- [BRANO FORNITO]:
Se non poteva o non voleva risposarsi, o comunque finché rimaneva vedova, viveva con dignità ed onore, svincolata da ogni controllo maschile, paterno e maritale, come vissero Bartomena (1441-1442), ed Aldonza de Besora (1455), Maria Margens Aymerich (1563-1568) ed Isabella Deledda Carrillo (1596-1607).
La rilevante posizione di questa donna nella famiglia aveva un riconoscimento sociale che si esprimeva nel rispetto e nel timore da cui era circondata. Era infatti una donna molto potente da cui dipendeva la sorte di servi, schiavi, dipendenti e familiari. Questo ruolo veniva espresso in lingua sarda con la parola meri che, sino a questo secolo, identificava la moglie e madre, padrona assoluta della casa e della famiglia, rispettata e temuta in pari misura.

Quanto ho detto finora è valido in linea di massima sia per la donna nobile sia per quella alto borghese; esiste, però, un’area di interessi che ho avuto modo di rilevare solo per le donne della nobiltà, non avendone trovata testimonianza per le altre.

- [DATI ARCHIVIATI]:

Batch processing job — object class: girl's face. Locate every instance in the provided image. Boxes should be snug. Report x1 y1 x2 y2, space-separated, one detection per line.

- [ESERCIZIO SCRITTO A]: Riassumi il brano fornito in tre frasi.
- [ESERCIZIO SCRITTO B]: Trasforma in un elenco puntato il paragrafo del brano fornito che comincia con «Se non poteva o non voleva risposarsi», mantenendone i fatti principali.

- [RISPOSTA SVOLTA A]: Una vedova che non poteva o non voleva risposarsi viveva con dignità e onore, libera da ogni controllo maschile, come Bartomena, Aldonza de Besora, Maria Margens Aymerich e Isabella Deledda Carrillo. In lingua sarda la parola meri indicava la moglie e madre, padrona assoluta della casa e della famiglia, rispettata e temuta in pari misura. Queste osservazioni valgono in linea di massima sia per la donna nobile sia per quella alto borghese, ma esiste un'area di interessi rilevata solo per le donne della nobiltà.

- [RISPOSTA SVOLTA B]:
- Riguarda la donna che non poteva o non voleva risposarsi, o comunque il periodo in cui rimaneva vedova.
- Viveva con dignità e onore.
- Era svincolata da ogni controllo maschile, sia paterno sia maritale.
- Esempi: Bartomena (1441-1442), Aldonza de Besora (1455), Maria Margens Aymerich (1563-1568), Isabella Deledda Carrillo (1596-1607).